■ Goal: Pick out every line in the records below that contains the string "Target", matching its capitalization exactly, and copy each of those lines.

■ Information shown:
--------

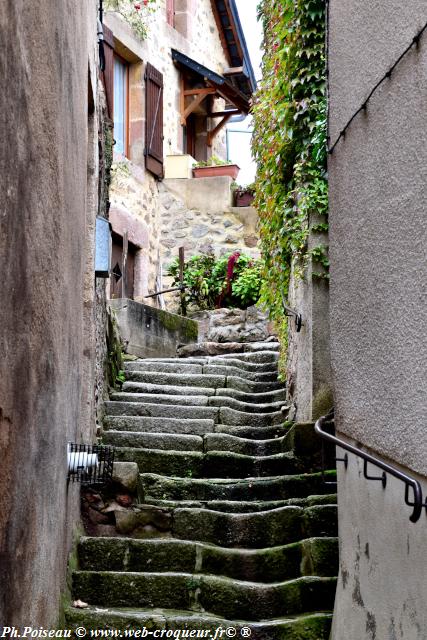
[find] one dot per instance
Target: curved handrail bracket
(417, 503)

--------

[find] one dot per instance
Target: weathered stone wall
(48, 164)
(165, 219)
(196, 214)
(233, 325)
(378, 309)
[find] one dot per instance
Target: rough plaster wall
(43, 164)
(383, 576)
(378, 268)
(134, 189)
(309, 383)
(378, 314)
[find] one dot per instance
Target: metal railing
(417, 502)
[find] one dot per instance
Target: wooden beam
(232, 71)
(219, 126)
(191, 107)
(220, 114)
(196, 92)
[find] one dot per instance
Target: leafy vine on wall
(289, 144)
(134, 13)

--------

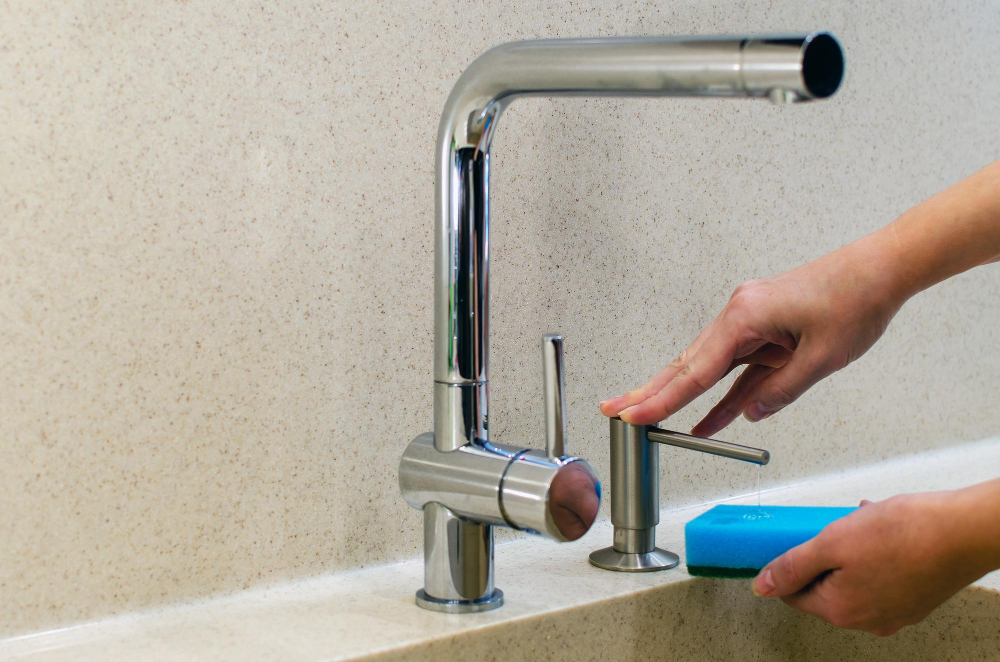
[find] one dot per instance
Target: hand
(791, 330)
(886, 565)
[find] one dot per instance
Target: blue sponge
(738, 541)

--------

■ Task answer:
Target: curved handrail bracket
Target: weathered stone wall
Target: rough plaster wall
Target: metal railing
Target: wooden beam
Target: leafy vine on wall
Target: hand
Target: blue sponge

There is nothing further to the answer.